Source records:
☆ ☆ ☆ ☆

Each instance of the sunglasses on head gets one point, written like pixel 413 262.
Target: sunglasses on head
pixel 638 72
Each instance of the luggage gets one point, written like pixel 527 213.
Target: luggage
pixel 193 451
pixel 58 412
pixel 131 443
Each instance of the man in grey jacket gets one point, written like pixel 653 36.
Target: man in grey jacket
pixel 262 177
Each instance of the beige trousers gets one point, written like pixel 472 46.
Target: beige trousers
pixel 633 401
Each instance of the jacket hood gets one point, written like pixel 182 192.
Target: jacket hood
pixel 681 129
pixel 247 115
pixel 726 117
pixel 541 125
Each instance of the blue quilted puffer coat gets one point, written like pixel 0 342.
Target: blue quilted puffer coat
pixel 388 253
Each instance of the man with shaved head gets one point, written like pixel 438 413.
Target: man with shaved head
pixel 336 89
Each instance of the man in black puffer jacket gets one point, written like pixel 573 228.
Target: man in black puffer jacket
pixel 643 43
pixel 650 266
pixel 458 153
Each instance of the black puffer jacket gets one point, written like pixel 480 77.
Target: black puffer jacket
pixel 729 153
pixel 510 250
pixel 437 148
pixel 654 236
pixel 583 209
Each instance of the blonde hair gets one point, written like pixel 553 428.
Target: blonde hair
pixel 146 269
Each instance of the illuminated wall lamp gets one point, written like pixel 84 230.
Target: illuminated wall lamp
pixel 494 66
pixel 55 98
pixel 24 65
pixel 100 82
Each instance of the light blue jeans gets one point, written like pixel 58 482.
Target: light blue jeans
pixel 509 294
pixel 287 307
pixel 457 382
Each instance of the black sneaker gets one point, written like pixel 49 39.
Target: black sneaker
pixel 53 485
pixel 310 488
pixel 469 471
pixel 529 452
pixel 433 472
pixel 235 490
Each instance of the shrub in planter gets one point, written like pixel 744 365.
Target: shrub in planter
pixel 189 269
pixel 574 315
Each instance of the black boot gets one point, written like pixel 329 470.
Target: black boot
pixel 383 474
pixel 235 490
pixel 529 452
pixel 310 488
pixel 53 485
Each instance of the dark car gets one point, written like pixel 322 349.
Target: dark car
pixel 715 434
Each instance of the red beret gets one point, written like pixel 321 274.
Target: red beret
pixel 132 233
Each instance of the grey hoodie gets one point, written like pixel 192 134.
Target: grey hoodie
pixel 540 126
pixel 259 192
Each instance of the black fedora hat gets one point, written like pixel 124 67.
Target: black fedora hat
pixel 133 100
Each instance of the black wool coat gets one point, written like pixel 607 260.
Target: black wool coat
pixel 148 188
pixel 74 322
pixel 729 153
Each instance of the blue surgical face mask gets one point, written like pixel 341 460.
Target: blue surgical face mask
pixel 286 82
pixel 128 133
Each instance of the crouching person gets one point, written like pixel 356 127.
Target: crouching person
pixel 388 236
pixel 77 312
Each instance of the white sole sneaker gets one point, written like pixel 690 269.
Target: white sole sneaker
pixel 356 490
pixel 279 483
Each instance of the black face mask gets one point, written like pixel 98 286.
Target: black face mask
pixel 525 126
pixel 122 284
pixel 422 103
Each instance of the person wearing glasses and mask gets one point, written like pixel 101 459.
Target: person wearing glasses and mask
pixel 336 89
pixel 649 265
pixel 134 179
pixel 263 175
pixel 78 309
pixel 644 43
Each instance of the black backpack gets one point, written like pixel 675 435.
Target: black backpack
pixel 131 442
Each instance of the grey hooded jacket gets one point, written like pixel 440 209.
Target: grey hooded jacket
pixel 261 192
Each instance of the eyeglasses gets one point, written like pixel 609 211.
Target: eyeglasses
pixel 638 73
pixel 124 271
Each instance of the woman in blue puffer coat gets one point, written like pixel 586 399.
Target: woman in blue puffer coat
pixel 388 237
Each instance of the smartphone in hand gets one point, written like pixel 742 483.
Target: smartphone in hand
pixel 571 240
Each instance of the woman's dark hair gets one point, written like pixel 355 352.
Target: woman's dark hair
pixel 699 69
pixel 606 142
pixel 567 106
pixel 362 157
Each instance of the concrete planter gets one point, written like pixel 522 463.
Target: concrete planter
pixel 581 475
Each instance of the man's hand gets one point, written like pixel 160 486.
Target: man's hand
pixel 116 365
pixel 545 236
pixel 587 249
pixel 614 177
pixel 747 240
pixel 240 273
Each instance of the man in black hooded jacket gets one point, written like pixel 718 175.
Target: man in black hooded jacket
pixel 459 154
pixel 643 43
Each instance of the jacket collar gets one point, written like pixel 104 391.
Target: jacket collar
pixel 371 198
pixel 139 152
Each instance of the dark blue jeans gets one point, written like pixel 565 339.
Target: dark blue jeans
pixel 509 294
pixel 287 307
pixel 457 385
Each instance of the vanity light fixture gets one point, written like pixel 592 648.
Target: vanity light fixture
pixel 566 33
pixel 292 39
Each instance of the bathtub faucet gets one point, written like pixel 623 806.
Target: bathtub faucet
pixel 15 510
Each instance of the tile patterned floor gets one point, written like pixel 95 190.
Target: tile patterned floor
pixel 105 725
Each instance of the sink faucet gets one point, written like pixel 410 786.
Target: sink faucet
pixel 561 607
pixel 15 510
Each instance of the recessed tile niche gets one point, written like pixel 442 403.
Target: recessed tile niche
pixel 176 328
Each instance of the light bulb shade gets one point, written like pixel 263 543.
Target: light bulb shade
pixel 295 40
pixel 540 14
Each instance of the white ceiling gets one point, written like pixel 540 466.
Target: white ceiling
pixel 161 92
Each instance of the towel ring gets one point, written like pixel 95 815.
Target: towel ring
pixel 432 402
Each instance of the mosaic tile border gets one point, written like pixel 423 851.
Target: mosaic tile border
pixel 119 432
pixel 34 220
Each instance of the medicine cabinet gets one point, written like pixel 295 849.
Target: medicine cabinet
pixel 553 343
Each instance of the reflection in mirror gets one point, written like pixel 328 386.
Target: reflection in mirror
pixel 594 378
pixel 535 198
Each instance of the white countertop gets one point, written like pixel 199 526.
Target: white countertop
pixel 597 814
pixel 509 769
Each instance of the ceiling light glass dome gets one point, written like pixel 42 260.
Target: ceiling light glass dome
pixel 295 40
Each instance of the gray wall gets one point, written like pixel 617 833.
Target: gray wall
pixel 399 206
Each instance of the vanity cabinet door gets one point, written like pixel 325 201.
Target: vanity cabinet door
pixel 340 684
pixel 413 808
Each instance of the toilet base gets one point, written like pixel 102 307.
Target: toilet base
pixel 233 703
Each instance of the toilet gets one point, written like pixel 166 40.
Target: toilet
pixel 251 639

☆ ☆ ☆ ☆

▸ Exercise: Exactly as written, output all of the entries.

▸ Written response:
Each instance of the sunglasses on head gets one point, written like pixel 413 262.
Target: sunglasses on head
pixel 638 72
Each instance of the luggage gets one point, written like pixel 527 213.
Target: luggage
pixel 193 451
pixel 58 412
pixel 131 443
Each instance of the man in grey jacket gets one point, written like pixel 653 36.
Target: man in grey jacket
pixel 262 177
Each instance of the beige trousers gets one point, written like pixel 472 46.
Target: beige trousers
pixel 633 401
Each instance of the jacket hood gets one point, written like pixel 182 192.
Target: jacket hood
pixel 681 129
pixel 247 115
pixel 726 117
pixel 541 125
Each instance of the blue quilted puffer coat gets one point, written like pixel 0 342.
Target: blue quilted puffer coat
pixel 388 253
Each instance of the man with shaved head gets one point, written like pixel 438 413.
Target: man with shaved head
pixel 336 89
Each instance of the man in black puffer jacket gets one point, written like pixel 573 228.
Target: man in black puffer jacket
pixel 643 43
pixel 650 266
pixel 458 153
Each instance of the black puffer jacket gets one point, written like pixel 480 77.
Target: black puffer jacket
pixel 729 153
pixel 510 250
pixel 437 148
pixel 654 236
pixel 583 209
Each instance of the blonde hair gets one point, written like pixel 553 428.
Target: blonde hair
pixel 146 269
Each instance of the illuminated wall lamp gets one point, written like pixel 84 230.
Target: illuminated wall lamp
pixel 494 66
pixel 55 98
pixel 24 65
pixel 100 82
Each instance of the light blue jeans gets one point, written like pixel 58 482.
Target: light blue jeans
pixel 509 294
pixel 287 307
pixel 457 382
Each instance of the black sneaker gets one point, written like pixel 49 39.
Target: black sneaker
pixel 53 485
pixel 310 488
pixel 469 471
pixel 529 452
pixel 433 472
pixel 235 490
Each instance of the shrub in planter gets one point, written like pixel 744 365.
Target: shrub in planter
pixel 189 269
pixel 574 315
Each instance of the black boot gets one point, written like pixel 329 470.
Target: black boot
pixel 383 474
pixel 235 490
pixel 529 452
pixel 310 488
pixel 53 485
Each instance of the dark car gets one point, written like pixel 322 349.
Target: dark car
pixel 715 434
Each instance of the red beret gets one point, written like pixel 321 274.
Target: red beret
pixel 132 233
Each instance of the grey hoodie gets one point, written like pixel 192 134.
Target: grey hoodie
pixel 540 126
pixel 259 192
Each instance of the black fedora hat gets one point, written like pixel 124 67.
Target: black fedora hat
pixel 133 100
Each instance of the black wool coat gets one point, written like pixel 607 260.
Target: black wool coat
pixel 148 188
pixel 74 322
pixel 729 153
Each instance of the blue surgical face mask gets one point, written like pixel 341 460.
Target: blue surgical face mask
pixel 286 82
pixel 128 133
Each instance of the crouching person gets one point, written like pixel 356 127.
Target: crouching person
pixel 388 236
pixel 77 312
Each instance of the white sole sneaker gets one point, written like pixel 690 269.
Target: white sole sneaker
pixel 356 490
pixel 279 483
Each instance of the black face mask gets one point, written like pixel 98 286.
Target: black face mask
pixel 525 126
pixel 122 284
pixel 422 103
Each instance of the person wearing glasses and mask gets one point, written like pixel 101 459.
Target: person wearing glasses and mask
pixel 336 89
pixel 649 265
pixel 134 179
pixel 263 175
pixel 78 309
pixel 644 43
Each instance of the black backpack gets one point, written like pixel 675 435.
Target: black backpack
pixel 131 442
Each instance of the grey hooded jacket gets one point, written like pixel 440 209.
Target: grey hooded jacket
pixel 261 192
Each instance of the eyeglasses gets one point, written like pixel 609 211.
Target: eyeglasses
pixel 638 73
pixel 124 271
Each instance of the woman in blue puffer coat gets one point, written like pixel 586 399.
Target: woman in blue puffer coat
pixel 388 237
Each instance of the smartphone in hand gets one point, written like pixel 742 483.
Target: smartphone in hand
pixel 571 240
Each instance of the woman's dark hair gets one point, written like pixel 355 352.
Target: woman's dark hair
pixel 699 69
pixel 606 142
pixel 567 106
pixel 362 157
Each instance of the concrete planter gets one point, written like pixel 522 463.
Target: concrete planter
pixel 581 475
Each instance of the man's hand gets one point, written like pixel 160 486.
Target: man's hand
pixel 116 365
pixel 545 236
pixel 587 249
pixel 614 177
pixel 747 240
pixel 240 273
Each instance of the man in black hooded jacket gets one point, written like pixel 718 175.
Target: man in black hooded jacket
pixel 459 154
pixel 643 43
Each instance of the jacket collar gets one point, written like pixel 104 391.
Target: jacket collar
pixel 371 198
pixel 139 152
Each instance of the dark blue jeans gets one point, written like pixel 565 339.
Target: dark blue jeans
pixel 509 294
pixel 287 307
pixel 457 385
Each instance of the vanity light fixture gets one point, written like pixel 592 648.
Target: vanity light fixture
pixel 566 33
pixel 292 39
Each instance of the bathtub faucet gets one point, written like pixel 623 806.
Target: bathtub faucet
pixel 15 510
Each instance of the tile patterned floor gets one point, written like pixel 95 190.
Target: tile patterned floor
pixel 105 725
Each instance of the sink faucet gets one point, written like pixel 410 786.
Target: sink faucet
pixel 561 607
pixel 15 510
Each instance of the recessed tile niche gets one point, written like pixel 442 403.
Target: recessed tile niche
pixel 176 328
Each instance of the light bulb shade gets one point, written like pixel 263 543.
Target: light bulb shade
pixel 295 40
pixel 540 14
Each instance of the white ceiling gets one point, written like pixel 540 466.
Target: white ceiling
pixel 161 92
Each instance of the towel ring gets one point, written like pixel 95 815.
Target: towel ring
pixel 432 402
Each instance of the mosaic tile border gets one point, written like pixel 423 851.
Target: mosaic tile border
pixel 119 432
pixel 34 220
Each instance of the medicine cabinet gets one point, written like pixel 295 849.
Target: medicine cabinet
pixel 553 343
Each instance of the reflection in mirror gets one point, written like pixel 328 386.
Target: reflection in mirror
pixel 594 378
pixel 535 198
Each instance of the white countertop gets one point, written like pixel 199 526.
Target: white countertop
pixel 597 814
pixel 509 769
Each instance of the ceiling light glass dome gets one point, written like pixel 42 260.
Target: ceiling light glass dome
pixel 295 40
Each instance of the gray wall gets one point, written like pixel 617 833.
Target: gray wall
pixel 399 206
Each instance of the vanity cabinet door gets one point, written like pixel 325 201.
Target: vanity cabinet door
pixel 340 684
pixel 413 808
Each instance of the toilet base gets one point, written like pixel 102 307.
Target: toilet base
pixel 233 703
Each instance of the toilet gets one point, written like pixel 166 40.
Target: toilet
pixel 251 639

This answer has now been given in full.